§ **What the task requires**
Could you write out every record below exactly, leaving out any pictures?

[Stored dataset items]
= = =

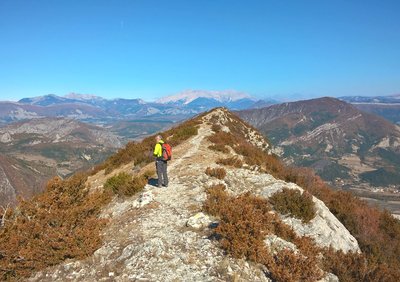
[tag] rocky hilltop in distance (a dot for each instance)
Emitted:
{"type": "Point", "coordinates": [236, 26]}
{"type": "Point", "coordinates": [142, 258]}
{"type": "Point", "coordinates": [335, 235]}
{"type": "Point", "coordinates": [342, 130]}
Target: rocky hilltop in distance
{"type": "Point", "coordinates": [232, 211]}
{"type": "Point", "coordinates": [34, 151]}
{"type": "Point", "coordinates": [160, 235]}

= = =

§ **Solution below**
[tag] rocky hilltop in distance (a dot for each instance)
Emitted:
{"type": "Point", "coordinates": [236, 26]}
{"type": "Point", "coordinates": [142, 258]}
{"type": "Point", "coordinates": [335, 235]}
{"type": "Point", "coordinates": [342, 130]}
Target: rocky hilltop in distance
{"type": "Point", "coordinates": [232, 211]}
{"type": "Point", "coordinates": [34, 151]}
{"type": "Point", "coordinates": [160, 235]}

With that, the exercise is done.